Ziel der Übung:
Ändere in den Zeilen von der Zeile mit „Find the side altar in the picture above.“ bis zur letzten Zeile „pillar“ in „column“. Gib nur diese Zeilen wieder und lass alles Übrige unverändert.

(Datensätze zur Bereichsbeschriftung)
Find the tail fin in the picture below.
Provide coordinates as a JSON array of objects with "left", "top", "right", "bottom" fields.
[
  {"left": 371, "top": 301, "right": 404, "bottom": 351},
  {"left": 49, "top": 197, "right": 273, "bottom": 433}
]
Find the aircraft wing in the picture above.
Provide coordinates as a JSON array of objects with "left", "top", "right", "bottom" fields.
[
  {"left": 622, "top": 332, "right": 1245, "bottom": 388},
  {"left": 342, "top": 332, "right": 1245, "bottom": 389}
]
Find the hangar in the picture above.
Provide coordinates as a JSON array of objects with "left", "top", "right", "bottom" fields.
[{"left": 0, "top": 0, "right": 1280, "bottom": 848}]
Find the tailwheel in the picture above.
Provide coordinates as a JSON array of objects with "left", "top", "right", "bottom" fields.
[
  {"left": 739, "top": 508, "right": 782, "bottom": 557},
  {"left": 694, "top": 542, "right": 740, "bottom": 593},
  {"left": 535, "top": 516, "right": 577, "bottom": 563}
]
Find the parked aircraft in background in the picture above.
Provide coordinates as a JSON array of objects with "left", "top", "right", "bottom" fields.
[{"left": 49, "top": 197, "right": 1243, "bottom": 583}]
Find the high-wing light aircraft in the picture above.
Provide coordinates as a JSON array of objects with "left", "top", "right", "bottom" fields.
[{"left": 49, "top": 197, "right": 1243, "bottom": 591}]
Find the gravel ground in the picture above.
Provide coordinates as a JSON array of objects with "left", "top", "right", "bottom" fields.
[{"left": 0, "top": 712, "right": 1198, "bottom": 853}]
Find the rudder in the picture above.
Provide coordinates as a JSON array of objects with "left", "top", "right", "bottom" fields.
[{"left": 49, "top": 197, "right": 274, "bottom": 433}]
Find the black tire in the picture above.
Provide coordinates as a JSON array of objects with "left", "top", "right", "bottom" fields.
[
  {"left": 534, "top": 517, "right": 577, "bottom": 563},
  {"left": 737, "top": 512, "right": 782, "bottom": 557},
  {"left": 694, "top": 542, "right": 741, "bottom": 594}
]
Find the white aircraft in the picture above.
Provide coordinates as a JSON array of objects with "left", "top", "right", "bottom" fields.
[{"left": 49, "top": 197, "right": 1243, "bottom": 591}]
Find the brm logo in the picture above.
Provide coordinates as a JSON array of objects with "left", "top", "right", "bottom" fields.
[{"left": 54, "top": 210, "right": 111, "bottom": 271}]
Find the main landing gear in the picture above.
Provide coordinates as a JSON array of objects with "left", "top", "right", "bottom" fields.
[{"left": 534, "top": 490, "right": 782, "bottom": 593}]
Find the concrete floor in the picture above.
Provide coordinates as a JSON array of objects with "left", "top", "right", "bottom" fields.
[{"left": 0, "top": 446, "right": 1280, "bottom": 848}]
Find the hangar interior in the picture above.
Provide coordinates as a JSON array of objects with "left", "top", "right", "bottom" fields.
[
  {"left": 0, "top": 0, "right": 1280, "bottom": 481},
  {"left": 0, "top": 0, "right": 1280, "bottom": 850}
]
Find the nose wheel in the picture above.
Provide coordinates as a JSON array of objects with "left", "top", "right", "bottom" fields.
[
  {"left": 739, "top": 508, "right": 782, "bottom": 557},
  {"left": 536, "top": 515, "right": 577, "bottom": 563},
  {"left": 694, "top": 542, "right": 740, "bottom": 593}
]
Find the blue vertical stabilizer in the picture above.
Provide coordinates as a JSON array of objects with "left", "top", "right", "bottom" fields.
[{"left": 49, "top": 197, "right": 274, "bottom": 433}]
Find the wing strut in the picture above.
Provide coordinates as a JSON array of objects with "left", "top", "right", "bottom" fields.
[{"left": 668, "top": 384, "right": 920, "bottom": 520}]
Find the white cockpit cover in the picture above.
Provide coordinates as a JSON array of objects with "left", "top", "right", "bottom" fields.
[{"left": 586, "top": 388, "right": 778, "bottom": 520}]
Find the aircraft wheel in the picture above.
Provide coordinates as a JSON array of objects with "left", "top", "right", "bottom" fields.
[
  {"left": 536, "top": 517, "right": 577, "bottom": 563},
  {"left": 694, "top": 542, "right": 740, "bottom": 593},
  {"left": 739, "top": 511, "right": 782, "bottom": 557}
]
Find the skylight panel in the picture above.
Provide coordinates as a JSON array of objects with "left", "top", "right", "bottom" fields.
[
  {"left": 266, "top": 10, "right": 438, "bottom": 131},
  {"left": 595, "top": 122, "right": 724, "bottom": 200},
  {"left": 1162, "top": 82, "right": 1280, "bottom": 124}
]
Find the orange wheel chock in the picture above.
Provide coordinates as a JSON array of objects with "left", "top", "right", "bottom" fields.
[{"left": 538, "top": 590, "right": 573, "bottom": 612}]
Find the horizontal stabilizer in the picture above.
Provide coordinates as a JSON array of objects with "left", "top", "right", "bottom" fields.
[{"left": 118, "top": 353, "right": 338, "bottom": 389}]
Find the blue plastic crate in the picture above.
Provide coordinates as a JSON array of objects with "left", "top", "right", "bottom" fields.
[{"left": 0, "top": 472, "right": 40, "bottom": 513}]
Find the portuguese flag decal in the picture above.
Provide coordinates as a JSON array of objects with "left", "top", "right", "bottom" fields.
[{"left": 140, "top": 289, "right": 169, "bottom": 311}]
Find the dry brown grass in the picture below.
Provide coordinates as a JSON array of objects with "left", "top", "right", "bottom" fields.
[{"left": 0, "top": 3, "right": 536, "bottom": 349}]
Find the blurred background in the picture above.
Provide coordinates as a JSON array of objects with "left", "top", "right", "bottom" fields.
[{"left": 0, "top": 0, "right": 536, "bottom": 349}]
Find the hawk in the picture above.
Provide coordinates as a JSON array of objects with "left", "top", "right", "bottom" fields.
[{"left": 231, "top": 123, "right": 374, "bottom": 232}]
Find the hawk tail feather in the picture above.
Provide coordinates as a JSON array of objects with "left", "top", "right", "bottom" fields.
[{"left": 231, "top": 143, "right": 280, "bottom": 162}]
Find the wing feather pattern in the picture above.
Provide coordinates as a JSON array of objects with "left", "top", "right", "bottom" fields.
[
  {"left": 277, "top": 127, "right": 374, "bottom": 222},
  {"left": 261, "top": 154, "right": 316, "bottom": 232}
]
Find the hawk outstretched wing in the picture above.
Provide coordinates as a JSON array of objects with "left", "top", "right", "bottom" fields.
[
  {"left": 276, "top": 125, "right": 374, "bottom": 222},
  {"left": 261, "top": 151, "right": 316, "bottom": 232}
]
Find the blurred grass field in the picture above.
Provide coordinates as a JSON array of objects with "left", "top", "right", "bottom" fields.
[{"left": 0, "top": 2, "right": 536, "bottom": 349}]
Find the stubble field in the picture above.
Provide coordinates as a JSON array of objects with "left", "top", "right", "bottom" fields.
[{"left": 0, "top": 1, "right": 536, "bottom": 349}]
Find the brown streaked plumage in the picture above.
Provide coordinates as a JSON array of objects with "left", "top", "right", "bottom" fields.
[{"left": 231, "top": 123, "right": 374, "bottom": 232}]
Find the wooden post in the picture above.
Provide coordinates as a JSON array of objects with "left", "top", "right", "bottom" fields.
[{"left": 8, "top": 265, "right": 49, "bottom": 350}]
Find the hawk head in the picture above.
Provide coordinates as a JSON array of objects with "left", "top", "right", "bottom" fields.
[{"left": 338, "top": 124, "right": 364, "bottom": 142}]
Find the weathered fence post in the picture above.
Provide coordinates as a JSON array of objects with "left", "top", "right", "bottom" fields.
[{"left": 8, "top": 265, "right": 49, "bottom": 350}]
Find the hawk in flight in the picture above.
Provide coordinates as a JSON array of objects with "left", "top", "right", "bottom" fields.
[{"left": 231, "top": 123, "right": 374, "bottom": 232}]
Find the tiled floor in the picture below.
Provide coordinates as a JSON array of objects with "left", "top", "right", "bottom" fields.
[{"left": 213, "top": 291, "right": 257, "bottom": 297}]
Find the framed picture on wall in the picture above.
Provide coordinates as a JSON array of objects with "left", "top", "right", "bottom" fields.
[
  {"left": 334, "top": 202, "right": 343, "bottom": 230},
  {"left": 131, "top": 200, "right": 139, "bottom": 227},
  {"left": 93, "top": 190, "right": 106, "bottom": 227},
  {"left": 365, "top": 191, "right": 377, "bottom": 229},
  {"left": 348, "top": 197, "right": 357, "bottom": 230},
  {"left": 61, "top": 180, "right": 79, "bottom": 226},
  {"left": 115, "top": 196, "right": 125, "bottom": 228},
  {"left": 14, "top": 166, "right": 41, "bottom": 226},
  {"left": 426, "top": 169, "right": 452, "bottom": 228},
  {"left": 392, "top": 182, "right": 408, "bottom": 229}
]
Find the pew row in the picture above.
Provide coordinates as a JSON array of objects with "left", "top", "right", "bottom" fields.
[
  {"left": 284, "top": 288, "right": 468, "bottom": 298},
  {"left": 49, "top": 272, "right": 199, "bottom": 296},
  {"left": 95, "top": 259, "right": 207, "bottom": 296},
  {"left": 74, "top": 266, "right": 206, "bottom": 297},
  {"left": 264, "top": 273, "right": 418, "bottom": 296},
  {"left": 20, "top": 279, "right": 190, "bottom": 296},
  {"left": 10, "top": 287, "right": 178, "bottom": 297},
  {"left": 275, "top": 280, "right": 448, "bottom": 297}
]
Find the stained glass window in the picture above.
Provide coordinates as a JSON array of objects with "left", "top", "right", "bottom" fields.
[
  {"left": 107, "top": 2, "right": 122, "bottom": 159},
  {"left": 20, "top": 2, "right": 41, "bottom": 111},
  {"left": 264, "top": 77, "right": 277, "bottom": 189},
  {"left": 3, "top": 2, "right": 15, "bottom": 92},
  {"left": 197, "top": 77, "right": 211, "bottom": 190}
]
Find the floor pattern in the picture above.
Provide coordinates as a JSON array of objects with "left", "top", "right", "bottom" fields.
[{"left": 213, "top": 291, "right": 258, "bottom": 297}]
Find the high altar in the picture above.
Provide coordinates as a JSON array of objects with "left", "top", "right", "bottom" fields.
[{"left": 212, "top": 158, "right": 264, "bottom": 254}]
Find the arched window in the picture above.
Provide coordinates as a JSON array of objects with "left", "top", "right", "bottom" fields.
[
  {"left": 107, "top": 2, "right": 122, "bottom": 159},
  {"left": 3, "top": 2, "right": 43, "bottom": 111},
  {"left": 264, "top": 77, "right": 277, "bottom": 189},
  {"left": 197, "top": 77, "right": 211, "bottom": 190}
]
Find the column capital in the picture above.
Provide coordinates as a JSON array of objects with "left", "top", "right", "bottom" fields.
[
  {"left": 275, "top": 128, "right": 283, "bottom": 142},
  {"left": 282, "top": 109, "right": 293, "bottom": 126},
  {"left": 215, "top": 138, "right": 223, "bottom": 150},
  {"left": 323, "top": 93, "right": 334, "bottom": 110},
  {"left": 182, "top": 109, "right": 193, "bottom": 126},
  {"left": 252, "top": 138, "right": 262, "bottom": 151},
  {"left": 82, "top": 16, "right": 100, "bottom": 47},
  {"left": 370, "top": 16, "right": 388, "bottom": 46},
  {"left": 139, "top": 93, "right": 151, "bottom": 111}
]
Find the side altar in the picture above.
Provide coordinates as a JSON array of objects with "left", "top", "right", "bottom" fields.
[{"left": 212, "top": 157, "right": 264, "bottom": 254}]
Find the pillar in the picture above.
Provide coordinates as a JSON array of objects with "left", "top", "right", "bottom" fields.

Ausgabe:
Find the side altar in the picture above.
Provide coordinates as a JSON array of objects with "left", "top", "right", "bottom" fields.
[{"left": 212, "top": 157, "right": 264, "bottom": 254}]
Find the column in the picture above.
Provide coordinates as a JSON array of objects with "left", "top", "right", "bottom" fields.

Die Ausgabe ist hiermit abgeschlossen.